**Information given:**
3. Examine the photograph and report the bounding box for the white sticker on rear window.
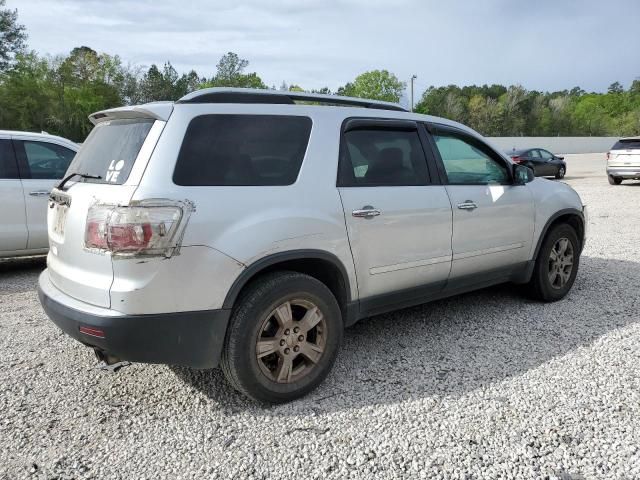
[105,160,124,183]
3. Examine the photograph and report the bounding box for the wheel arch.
[223,250,357,326]
[533,208,585,261]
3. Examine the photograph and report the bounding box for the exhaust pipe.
[93,348,131,372]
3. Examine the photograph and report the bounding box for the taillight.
[84,202,192,256]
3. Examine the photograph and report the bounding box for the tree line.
[0,0,640,141]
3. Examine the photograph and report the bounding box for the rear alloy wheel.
[528,224,580,302]
[221,271,344,403]
[607,175,622,185]
[255,298,327,383]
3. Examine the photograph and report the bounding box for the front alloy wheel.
[527,223,580,302]
[549,237,573,289]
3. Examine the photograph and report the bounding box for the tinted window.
[433,132,511,185]
[173,115,311,186]
[0,140,18,178]
[68,119,154,185]
[22,140,76,180]
[611,138,640,150]
[338,129,427,187]
[540,150,553,160]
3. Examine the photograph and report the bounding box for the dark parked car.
[507,148,567,178]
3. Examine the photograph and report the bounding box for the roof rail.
[176,87,407,112]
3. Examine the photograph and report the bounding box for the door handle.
[351,205,380,218]
[458,200,478,210]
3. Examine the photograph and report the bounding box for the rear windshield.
[67,118,154,185]
[173,114,311,186]
[611,138,640,150]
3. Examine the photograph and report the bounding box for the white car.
[607,137,640,185]
[0,130,79,257]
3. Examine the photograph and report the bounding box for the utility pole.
[411,75,418,112]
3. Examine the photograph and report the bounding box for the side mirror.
[513,164,536,185]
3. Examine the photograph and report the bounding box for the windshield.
[67,118,154,185]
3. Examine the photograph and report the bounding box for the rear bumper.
[607,167,640,179]
[38,270,231,368]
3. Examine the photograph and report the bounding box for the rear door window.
[433,129,511,185]
[338,128,428,187]
[16,140,76,180]
[611,138,640,150]
[67,118,154,185]
[173,114,311,186]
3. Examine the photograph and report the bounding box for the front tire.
[528,223,580,302]
[607,175,622,185]
[221,272,344,403]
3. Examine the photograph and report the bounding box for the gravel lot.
[0,155,640,480]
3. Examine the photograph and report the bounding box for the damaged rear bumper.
[607,166,640,180]
[38,270,231,368]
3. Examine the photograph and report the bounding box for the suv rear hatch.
[47,103,173,308]
[607,138,640,167]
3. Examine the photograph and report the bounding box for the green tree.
[607,82,624,93]
[0,0,27,73]
[337,70,405,102]
[0,52,56,131]
[200,52,266,88]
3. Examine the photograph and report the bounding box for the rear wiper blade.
[56,172,102,190]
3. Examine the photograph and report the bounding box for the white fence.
[488,137,619,154]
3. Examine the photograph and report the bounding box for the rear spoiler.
[89,102,173,125]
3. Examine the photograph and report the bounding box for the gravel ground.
[0,155,640,480]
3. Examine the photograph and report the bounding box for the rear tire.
[607,175,622,185]
[527,223,580,302]
[221,271,344,403]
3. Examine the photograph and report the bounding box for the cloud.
[8,0,640,92]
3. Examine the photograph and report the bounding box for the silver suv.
[39,89,586,402]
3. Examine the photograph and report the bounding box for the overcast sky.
[7,0,640,97]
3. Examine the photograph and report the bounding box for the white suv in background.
[39,89,586,402]
[0,130,79,257]
[607,137,640,185]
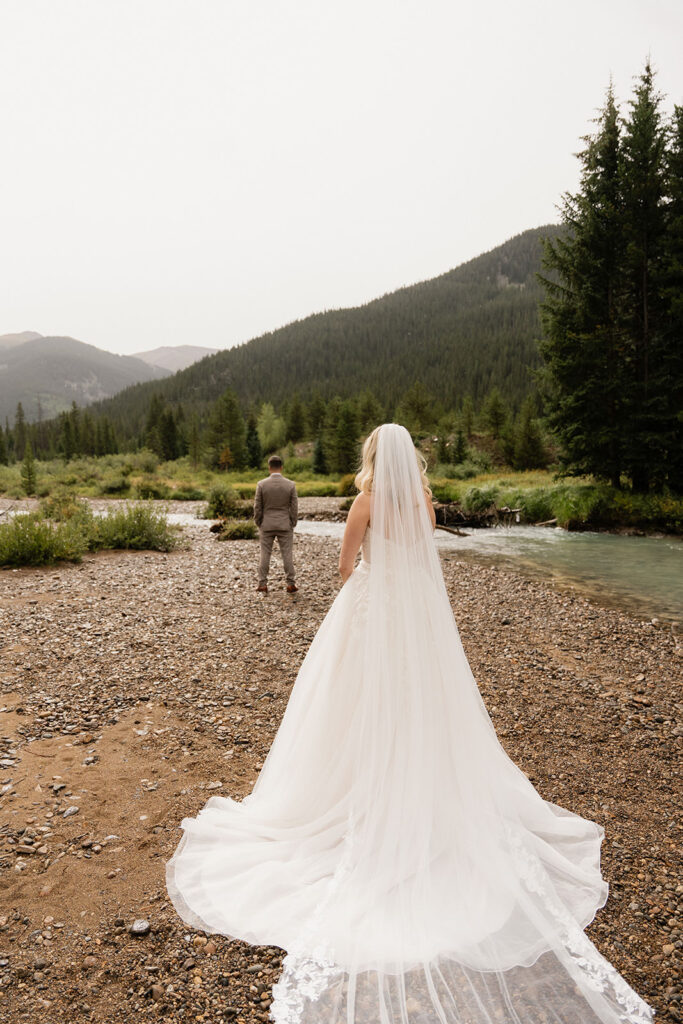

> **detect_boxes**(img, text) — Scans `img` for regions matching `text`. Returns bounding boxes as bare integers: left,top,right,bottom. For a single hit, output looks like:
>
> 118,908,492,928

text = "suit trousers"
258,527,294,587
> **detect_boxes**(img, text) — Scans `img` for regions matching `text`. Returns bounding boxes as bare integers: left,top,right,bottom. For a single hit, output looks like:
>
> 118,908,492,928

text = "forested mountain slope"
0,337,166,423
82,225,558,427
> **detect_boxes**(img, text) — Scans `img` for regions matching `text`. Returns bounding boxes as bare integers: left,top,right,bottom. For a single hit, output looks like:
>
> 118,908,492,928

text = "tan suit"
254,473,299,587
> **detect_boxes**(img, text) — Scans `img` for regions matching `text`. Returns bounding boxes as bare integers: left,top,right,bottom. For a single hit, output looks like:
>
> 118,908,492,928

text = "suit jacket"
254,473,299,529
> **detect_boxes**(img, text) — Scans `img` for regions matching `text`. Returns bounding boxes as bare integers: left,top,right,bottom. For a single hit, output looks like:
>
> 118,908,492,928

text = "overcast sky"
0,0,683,352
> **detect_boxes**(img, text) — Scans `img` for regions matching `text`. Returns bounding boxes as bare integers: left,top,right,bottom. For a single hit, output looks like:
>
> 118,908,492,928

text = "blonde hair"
353,425,432,498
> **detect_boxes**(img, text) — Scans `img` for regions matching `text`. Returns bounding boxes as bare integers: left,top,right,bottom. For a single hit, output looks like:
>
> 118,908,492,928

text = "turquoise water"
297,521,683,623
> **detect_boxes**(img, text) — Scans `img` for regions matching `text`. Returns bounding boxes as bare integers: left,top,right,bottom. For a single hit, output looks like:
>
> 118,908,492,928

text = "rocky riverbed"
0,500,683,1024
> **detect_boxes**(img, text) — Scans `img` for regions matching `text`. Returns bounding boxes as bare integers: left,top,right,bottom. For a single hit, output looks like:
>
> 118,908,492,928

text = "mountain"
0,332,166,423
133,345,218,374
0,331,43,349
80,224,559,436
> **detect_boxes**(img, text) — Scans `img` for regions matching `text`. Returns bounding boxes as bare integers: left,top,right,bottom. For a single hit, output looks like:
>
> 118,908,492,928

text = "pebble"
129,918,152,936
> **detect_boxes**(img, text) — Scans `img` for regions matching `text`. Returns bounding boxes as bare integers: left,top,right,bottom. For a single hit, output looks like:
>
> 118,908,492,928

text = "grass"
0,452,683,534
0,495,177,566
218,519,258,541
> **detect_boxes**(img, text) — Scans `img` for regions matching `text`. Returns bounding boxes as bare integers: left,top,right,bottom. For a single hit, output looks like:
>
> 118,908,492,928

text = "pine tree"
58,413,76,462
541,85,628,487
460,394,474,437
451,427,467,466
256,401,287,452
306,391,326,436
209,388,247,469
621,60,668,492
396,380,435,431
653,105,683,494
247,415,263,469
22,434,36,495
358,389,384,434
14,401,27,462
286,394,306,443
512,395,548,469
313,436,328,476
157,409,180,462
335,401,358,473
187,413,202,469
481,387,508,439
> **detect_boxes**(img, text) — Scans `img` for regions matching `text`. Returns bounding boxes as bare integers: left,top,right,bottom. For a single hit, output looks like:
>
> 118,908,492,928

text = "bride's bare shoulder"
348,490,370,519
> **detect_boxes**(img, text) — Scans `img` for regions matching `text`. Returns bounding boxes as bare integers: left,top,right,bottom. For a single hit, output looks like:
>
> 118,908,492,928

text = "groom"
254,455,299,594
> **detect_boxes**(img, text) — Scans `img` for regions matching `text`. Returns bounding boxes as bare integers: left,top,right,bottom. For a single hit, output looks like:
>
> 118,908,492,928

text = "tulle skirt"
167,561,652,1024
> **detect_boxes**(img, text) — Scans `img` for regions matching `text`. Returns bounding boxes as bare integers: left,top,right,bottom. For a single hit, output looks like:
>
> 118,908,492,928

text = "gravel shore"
0,500,683,1024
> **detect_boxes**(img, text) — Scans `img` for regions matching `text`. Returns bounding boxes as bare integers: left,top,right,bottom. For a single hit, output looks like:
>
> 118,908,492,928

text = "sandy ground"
0,504,683,1024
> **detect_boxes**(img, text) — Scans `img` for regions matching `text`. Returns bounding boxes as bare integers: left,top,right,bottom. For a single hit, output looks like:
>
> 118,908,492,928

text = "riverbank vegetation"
0,63,683,531
0,494,177,566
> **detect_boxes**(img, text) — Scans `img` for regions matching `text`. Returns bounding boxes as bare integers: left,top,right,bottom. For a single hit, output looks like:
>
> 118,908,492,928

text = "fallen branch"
436,522,470,537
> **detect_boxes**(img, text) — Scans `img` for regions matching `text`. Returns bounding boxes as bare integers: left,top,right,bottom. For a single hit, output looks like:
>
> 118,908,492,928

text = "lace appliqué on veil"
507,829,652,1024
270,817,353,1024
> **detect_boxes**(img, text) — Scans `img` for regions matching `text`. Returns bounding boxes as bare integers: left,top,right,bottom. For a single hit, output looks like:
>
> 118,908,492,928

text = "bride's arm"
339,490,370,583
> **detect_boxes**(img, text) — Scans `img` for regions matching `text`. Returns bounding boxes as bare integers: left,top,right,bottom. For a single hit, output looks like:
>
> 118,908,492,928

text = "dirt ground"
0,505,683,1024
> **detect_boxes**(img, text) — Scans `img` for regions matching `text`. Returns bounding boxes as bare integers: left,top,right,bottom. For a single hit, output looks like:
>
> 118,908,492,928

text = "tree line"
0,381,549,474
540,61,683,493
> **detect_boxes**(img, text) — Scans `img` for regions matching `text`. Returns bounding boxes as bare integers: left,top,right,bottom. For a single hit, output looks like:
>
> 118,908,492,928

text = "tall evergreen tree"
460,394,474,437
286,394,306,443
335,401,358,473
256,401,287,452
187,413,202,469
313,436,328,476
621,60,668,490
541,85,628,486
306,391,326,437
14,401,27,461
512,395,548,469
654,105,683,494
481,387,509,439
209,388,247,469
247,415,263,469
22,434,36,495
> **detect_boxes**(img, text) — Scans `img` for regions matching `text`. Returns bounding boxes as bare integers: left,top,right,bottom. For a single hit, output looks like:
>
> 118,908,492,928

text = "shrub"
130,449,159,473
40,490,91,522
89,505,177,551
204,483,240,519
218,519,258,541
169,486,206,502
135,477,171,502
337,473,358,498
463,484,499,514
0,513,87,565
99,473,129,495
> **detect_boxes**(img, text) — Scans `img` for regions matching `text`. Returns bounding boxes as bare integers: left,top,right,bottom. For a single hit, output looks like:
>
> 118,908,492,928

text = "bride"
167,424,652,1024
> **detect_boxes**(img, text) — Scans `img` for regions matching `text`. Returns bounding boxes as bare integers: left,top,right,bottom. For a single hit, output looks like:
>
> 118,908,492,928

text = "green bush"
40,490,91,522
135,476,171,502
169,486,206,502
0,513,87,565
463,483,499,515
204,483,240,519
218,519,258,541
98,473,130,495
337,473,358,498
89,505,177,551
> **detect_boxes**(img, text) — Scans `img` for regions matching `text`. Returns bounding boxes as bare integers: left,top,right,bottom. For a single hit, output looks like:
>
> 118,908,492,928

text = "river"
296,520,683,624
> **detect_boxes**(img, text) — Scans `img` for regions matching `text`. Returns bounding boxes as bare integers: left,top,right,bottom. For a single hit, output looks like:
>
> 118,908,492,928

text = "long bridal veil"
167,424,652,1024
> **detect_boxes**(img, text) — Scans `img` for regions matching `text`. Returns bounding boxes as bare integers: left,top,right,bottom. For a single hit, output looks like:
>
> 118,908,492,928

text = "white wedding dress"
167,425,652,1024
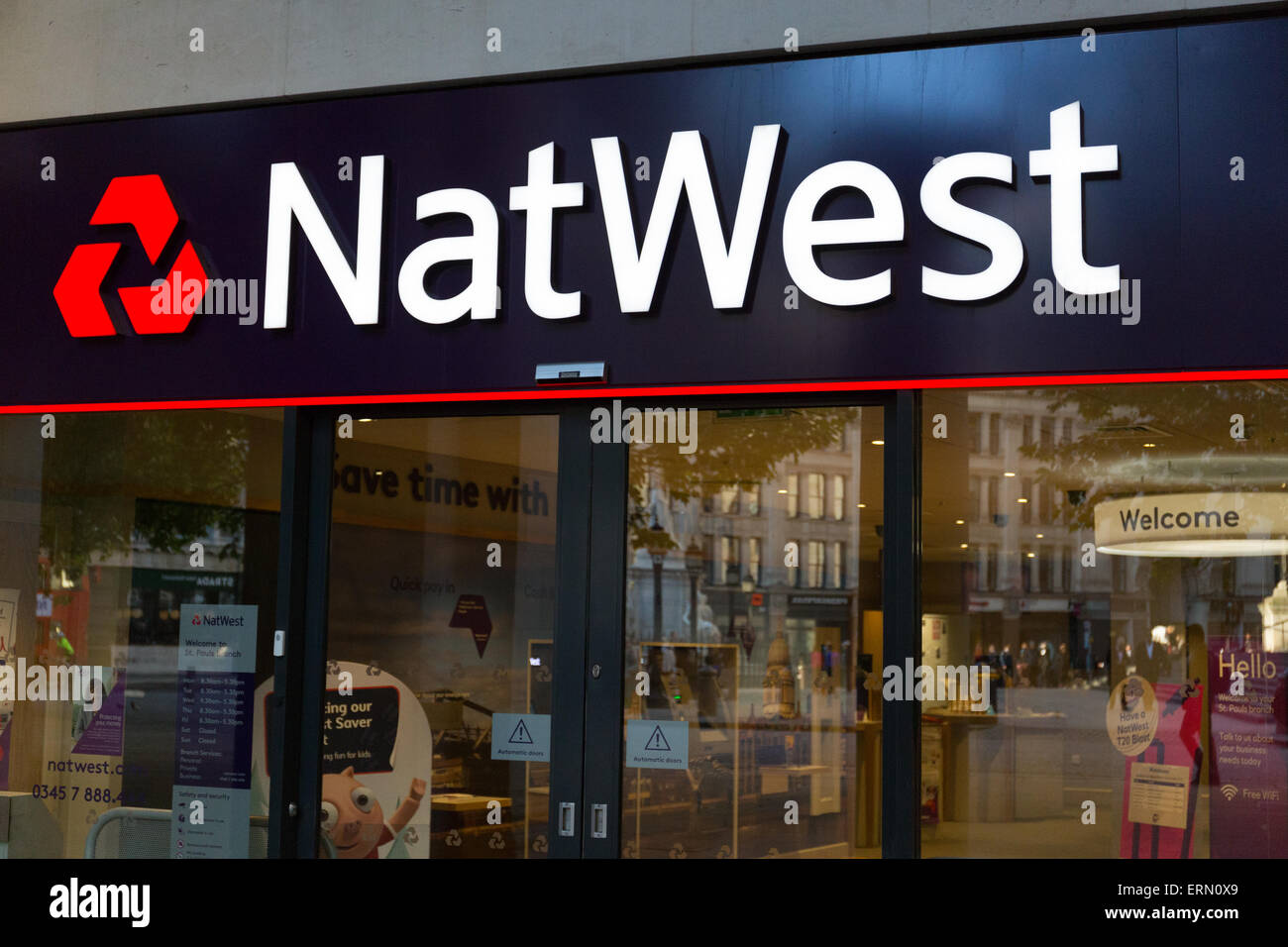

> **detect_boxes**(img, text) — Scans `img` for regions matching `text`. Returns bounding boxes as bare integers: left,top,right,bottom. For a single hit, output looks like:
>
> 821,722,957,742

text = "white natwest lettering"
265,102,1120,329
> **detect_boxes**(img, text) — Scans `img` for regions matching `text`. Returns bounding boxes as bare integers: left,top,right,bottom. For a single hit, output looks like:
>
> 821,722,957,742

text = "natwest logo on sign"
54,174,207,338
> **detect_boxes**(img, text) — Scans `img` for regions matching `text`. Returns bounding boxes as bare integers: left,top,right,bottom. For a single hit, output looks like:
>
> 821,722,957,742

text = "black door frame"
268,390,921,858
581,389,921,858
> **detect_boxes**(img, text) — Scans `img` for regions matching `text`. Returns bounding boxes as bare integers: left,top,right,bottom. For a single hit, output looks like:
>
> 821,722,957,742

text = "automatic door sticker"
626,720,690,770
492,714,550,763
447,595,492,657
1105,674,1158,756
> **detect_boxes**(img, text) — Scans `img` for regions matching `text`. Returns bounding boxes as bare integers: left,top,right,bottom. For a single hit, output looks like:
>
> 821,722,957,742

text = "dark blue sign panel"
0,17,1288,410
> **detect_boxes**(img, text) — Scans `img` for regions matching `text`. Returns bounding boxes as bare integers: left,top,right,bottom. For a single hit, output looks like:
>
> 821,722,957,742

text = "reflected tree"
628,407,859,549
40,411,250,576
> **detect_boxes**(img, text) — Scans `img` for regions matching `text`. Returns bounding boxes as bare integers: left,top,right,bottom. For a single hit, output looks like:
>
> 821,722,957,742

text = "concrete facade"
0,0,1282,124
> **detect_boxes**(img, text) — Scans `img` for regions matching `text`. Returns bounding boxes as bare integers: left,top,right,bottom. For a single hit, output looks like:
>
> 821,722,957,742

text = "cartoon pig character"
322,767,425,858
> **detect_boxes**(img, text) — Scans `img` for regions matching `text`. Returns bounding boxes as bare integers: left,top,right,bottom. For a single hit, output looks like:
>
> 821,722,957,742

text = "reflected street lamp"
645,509,670,642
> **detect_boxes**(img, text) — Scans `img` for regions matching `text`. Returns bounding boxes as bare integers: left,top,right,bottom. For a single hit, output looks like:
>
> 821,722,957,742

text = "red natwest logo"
54,174,207,338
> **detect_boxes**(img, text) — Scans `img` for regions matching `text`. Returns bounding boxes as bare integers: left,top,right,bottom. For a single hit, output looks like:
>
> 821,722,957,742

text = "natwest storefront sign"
0,18,1288,410
259,102,1118,329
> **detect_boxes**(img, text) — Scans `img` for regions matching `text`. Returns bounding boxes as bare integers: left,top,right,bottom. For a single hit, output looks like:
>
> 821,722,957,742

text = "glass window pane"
922,381,1288,858
322,415,556,860
0,410,282,858
621,407,884,858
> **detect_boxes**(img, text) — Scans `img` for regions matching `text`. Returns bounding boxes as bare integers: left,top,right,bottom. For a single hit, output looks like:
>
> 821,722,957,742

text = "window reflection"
922,382,1288,858
622,407,884,858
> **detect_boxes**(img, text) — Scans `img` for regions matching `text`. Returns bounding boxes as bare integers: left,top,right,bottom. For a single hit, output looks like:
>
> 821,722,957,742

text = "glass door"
587,401,888,858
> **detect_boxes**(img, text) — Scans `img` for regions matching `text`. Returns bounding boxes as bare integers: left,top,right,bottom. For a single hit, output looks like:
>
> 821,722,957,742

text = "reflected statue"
683,590,721,644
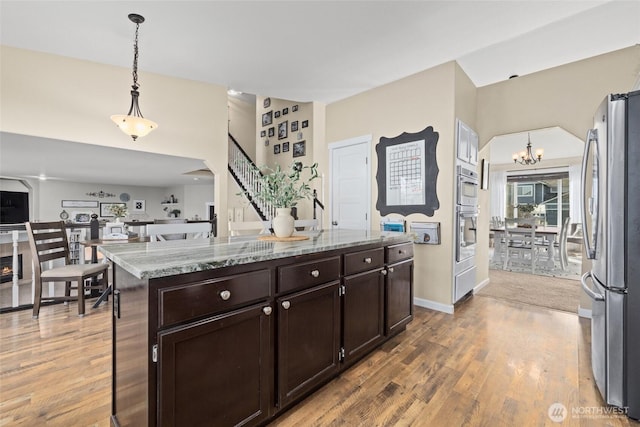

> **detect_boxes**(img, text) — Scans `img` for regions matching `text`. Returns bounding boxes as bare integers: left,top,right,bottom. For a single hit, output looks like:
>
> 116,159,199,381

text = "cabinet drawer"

**Problem to work on:** Find every line in the entries that contains the string "window", and copy each of those lines in full.

**Solution for this exercise:**
3. Examine the photograph and report the bounding box for the white sticker on rear window.
3. Examine the photograph and report the bounding box for the tinted window.
3. Examine the photograph and report the bounding box for the rear door window.
text = "glass window pane"
text = "window reflection"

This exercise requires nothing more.